begin Material
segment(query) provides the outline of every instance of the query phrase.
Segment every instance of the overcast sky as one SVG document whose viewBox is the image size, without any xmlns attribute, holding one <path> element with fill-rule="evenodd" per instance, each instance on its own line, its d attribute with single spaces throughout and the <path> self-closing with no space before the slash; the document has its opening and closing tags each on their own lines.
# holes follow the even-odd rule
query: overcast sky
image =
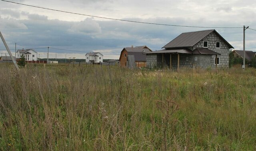
<svg viewBox="0 0 256 151">
<path fill-rule="evenodd" d="M 158 24 L 210 27 L 249 26 L 256 29 L 253 0 L 10 0 L 37 6 L 103 17 Z M 84 58 L 99 52 L 118 59 L 124 47 L 159 50 L 184 32 L 214 28 L 154 25 L 100 19 L 0 1 L 0 31 L 15 56 L 17 49 L 50 48 L 50 58 Z M 243 49 L 242 28 L 216 28 L 235 49 Z M 256 51 L 256 31 L 246 31 L 246 50 Z M 2 41 L 0 52 L 7 51 Z M 47 48 L 36 49 L 41 58 Z M 8 56 L 8 54 L 7 53 Z"/>
</svg>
end Material
▶ [What is required]: Write out every line above exactly as it is, leaving out the pictures.

▶ [Solution to the problem]:
segment(query) provides the outline of every instance of the query phrase.
Segment every instance of the overcast sky as one SVG document whose viewBox is the image size, without any xmlns attribute, holding one <path> element with fill-rule="evenodd" per instance, each instance on its own line, its d attribute with single spaces throughout and the <path> self-closing with no space before the slash; the document has its opening and closing tags each on their own lines.
# holes follow the even-odd rule
query: overcast sky
image =
<svg viewBox="0 0 256 151">
<path fill-rule="evenodd" d="M 158 24 L 210 27 L 249 26 L 256 29 L 253 0 L 10 0 L 37 6 L 103 17 Z M 84 58 L 99 52 L 118 59 L 124 47 L 159 50 L 184 32 L 214 28 L 154 25 L 100 19 L 0 1 L 0 31 L 15 56 L 17 49 L 50 48 L 50 58 Z M 243 49 L 242 28 L 216 28 L 235 49 Z M 256 51 L 256 31 L 246 31 L 246 50 Z M 2 41 L 0 52 L 7 51 Z M 47 48 L 36 49 L 41 58 Z M 8 56 L 8 54 L 7 53 Z"/>
</svg>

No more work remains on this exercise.